● **What is being asked**:
Pick up the article on the Confederate States Department of the Treasury, which appears below ahead of the data, and extend it from its final sentence.

● **Selected extract**:
The Confederate States Department of the Treasury was the department of the executive branch of the Confederate States of America responsible for the administration of the economic affairs of the Confederacy. These affairs including the issuing of debt, the collecting of taxes, the printing of money, and the administration of customs. The Department of the Treasury was led by the Secretary of the Treasury, a position which was established in legislation passed by the Provisional Confederate Congress in 1861.
While not explicitly established in the Confederate Constitution, a mandate for the establishment of the Treasury Department can be inferred from repeated references throughout the document referring to the "Treasury of Confederate States". [1] The Department of the Treasury was officially established by an act of the Confederate Provisional Congress.
One of the early acts of the Provisional Confederate Congress assembled in Montgomery pertained to the status of the federally employed customs official at customs houses which were in Confederate territory following the secession of states in which said customs houses were located. [2] This issue was resolved by passing a bill assuming these customs agents into the employ of the Confederacy as part of the Department of the Treasury. The bill was passed into law on February 14, 1861 effecting such transfer of employment.

● **Source excerpt**:

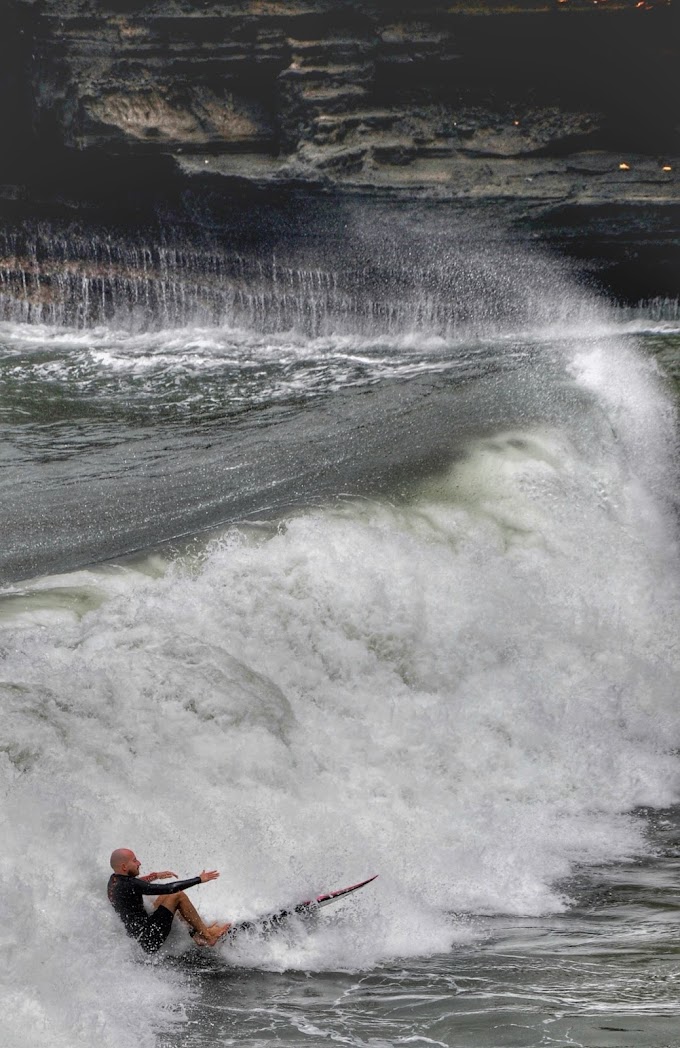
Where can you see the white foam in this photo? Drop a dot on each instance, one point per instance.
(465, 693)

● **Expected answer**:
On March 9, 1861 the Provisional Congress authorized the printing of Confederate currency, in the form of paper treasury notes, amounting up to a total of $1 million (CSA). [3]
The Department of the Treasury had several sub-departments which were responsible for specific administrative duties within the department's purview.
In 1864, the Confederate First Auditor was B. Baker of Florida. [5]
This office established in 1861, was responsible for auditing the accounts of the War Department. [4] In 1864 the Second Auditor was W. M. S. Taylor of Louisiana. [5]
This office was established in 1864 to handle the accounts of the Confederate States Post Office.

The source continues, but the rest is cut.